* Work instruction A
Write out the part of the article about nonprofits on Snapchat from "So here are" to "and charity: water.", word for word.
* Work instruction B
Extend the article about nonprofits on Snapchat, picking up after its final sentence.

BEGIN Passage to read

The popular mobile application is transforming the way we share photos with our people and is still causing a stir. Some just hoped it would go away as fast as its posts. The big hit, especially for those between the ages of 18 to 29, isn’t especially popular with nonprofit folks.
Snapchat isn’t the fad some of us assumed it would be. I was once a stodgy executive director who didn’t want my communications staffer spending time on Snapchat, so I get. I wanted the staff to focus on outreach that could help build clients or revenue. It was hard to see the value of Snaps from that chair.
Charity: water has since changed my perspective. Nonprofit tech bloggers are applauding the staff for having an active Snapchat presence. Their “success” assured me that Snaps don’t have to be complicated like major campaigns. They can be used to capture everyday life like a planning meeting, a silly moment, or a serious one. Either way, it creates an avenue nonprofits need to focus on to engage donors, especially a generation that is underrepresented in our databases.
Here is what charity: water did to impress the Snapchat world…
A series of snaps
Halloween pictures of staffers
Who knew winning on Snapchat was that simple?
So I have to declare charity: water as the winner of this Showdown.
The nonprofit has braved the waters of social media campaigns in a serious and lighthearted way with appropriate strategies on each platform. I also dig how major corporations are looking to a nonprofit as a thought leader for storytelling and audience engagement on Snapchat.
So here are a few takeaways from this Showdown:
This pairing shows some of the challenges of nonprofit communications pros. Even highly acclaimed, tech-savvy industry leaders have some challenges related to social media.
1. Don’t let Instagram become the graveyard for your favorite photos.
With all the photo options out there and this notion that Instagram is now competing with Snapchat to create a video platform, there is some confusion about what to do with that platform. An organization’s Instagram can and should have its own artistic life—and don’t forget those crazy hashtags. I personally liked when Charity: Water used #fightdirty, but I have seen that around lately.
2. Find your balance between emotional posts and informative posts, or forget it all and be true to your brand and audience. Love it or hate it, that approach seems to be working for Water.org and charity: water.

END Passage to read
BEGIN Entries provided

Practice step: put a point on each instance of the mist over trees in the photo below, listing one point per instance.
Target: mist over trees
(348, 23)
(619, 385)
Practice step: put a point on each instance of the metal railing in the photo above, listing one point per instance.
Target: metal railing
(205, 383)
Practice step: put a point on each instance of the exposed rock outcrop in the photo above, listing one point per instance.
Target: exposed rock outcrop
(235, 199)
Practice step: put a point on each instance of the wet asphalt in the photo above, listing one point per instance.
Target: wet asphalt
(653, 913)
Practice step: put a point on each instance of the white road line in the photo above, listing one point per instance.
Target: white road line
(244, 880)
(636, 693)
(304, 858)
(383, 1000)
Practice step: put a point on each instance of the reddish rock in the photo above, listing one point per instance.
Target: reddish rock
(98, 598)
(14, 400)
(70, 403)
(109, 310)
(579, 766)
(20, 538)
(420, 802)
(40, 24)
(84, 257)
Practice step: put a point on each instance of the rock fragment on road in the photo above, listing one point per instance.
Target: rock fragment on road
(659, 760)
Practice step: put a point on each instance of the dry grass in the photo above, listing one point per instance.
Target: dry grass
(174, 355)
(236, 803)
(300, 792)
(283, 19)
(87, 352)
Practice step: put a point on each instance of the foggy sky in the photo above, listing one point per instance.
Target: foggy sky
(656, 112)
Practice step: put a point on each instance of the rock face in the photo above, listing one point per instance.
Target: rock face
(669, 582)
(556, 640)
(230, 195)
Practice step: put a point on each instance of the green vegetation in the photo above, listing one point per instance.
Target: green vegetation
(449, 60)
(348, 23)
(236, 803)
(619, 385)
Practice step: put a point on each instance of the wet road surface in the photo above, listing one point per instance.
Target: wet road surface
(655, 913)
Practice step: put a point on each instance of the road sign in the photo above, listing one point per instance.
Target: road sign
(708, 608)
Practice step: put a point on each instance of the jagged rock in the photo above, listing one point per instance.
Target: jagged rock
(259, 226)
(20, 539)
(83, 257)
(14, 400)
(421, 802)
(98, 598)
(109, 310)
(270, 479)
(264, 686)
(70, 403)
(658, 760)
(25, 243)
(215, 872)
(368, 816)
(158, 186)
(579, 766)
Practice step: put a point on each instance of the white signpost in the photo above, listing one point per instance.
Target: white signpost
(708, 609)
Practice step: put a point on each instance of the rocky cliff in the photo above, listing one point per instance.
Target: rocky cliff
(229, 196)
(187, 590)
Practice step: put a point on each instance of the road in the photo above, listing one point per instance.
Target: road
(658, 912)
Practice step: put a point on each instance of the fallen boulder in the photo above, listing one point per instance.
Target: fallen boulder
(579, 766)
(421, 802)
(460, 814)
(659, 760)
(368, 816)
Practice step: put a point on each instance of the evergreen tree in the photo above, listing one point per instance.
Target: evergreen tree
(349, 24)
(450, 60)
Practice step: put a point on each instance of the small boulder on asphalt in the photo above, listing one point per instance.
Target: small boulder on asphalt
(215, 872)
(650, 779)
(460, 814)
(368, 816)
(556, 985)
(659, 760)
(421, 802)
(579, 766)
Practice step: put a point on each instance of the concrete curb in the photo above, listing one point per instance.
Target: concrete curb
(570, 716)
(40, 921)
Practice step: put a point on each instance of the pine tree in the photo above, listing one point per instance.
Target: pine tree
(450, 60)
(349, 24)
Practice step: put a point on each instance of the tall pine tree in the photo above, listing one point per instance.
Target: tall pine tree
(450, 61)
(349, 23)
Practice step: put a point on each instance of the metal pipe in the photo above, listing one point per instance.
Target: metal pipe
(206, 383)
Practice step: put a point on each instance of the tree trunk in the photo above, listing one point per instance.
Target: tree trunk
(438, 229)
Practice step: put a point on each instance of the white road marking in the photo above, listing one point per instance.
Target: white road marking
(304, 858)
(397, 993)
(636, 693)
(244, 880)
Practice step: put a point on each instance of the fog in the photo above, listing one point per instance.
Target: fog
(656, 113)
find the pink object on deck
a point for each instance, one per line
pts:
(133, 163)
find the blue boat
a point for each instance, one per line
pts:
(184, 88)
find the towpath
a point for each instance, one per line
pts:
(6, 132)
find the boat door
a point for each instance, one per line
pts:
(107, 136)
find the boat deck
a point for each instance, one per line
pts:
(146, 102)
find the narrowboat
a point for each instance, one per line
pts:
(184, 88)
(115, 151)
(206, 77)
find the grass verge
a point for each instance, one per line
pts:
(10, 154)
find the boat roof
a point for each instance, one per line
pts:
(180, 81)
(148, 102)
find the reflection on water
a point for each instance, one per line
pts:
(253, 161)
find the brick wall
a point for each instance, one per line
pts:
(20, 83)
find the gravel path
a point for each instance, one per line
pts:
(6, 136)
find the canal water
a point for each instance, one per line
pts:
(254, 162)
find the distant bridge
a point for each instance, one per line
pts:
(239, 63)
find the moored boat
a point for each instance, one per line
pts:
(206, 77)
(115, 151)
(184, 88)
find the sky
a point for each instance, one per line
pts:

END Entries provided

* Output A
So here are a few takeaways from this Showdown:
This pairing shows some of the challenges of nonprofit communications pros. Even highly acclaimed, tech-savvy industry leaders have some challenges related to social media.
1. Don’t let Instagram become the graveyard for your favorite photos.
With all the photo options out there and this notion that Instagram is now competing with Snapchat to create a video platform, there is some confusion about what to do with that platform. An organization’s Instagram can and should have its own artistic life—and don’t forget those crazy hashtags. I personally liked when Charity: Water used #fightdirty, but I have seen that around lately.
2. Find your balance between emotional posts and informative posts, or forget it all and be true to your brand and audience. Love it or hate it, that approach seems to be working for Water.org and charity: water.

* Output B
3. Snapchat might look ghostly, but it doesn’t have to be scary. Don’t worry about spending a lot of time on cumbersome projects that will just disappear. As we’ve seen from charity: water, some of the most talked about images don’t have to be serious.
Communications pros, tell your boss that it is NOT a total waste since things like Memories (a new way to save Snaps and stories on Snapchat) will help agencies collect their favorite moments—This is a plus for repurposing.
Memories can even be used to create new stories from past Snaps taken or combine different Stories into a longer narrative. Snapchat advertises this as a fun way to celebrate an anniversary or birthday… that could mean a staffer’s work anniversary, a client’s journey through your program, or the organizations anniversary. Memories means finding old Snaps and stringing them together into a story. This is great news for the nonprofit world.
Here’s my new Snapchat litmus test…
- If this is not serious enough for a Facebook post
- Not picturesque enough for Instagram
- Not “call to action” enough for Twitter
Then it probably belongs on Snapchat
Still unsure about Snapchat? You are not alone.
Here are a few blogs about who is using Snapchat, why and how.
I’ve had fun comparing two organizations working in the same space. My takeaway is this… Engaging your audience is not a competition with other nonprofits (even those with similar missions)…it’s really about improving the way you effectively communicate with fans of your mission and not being afraid venture into new waters.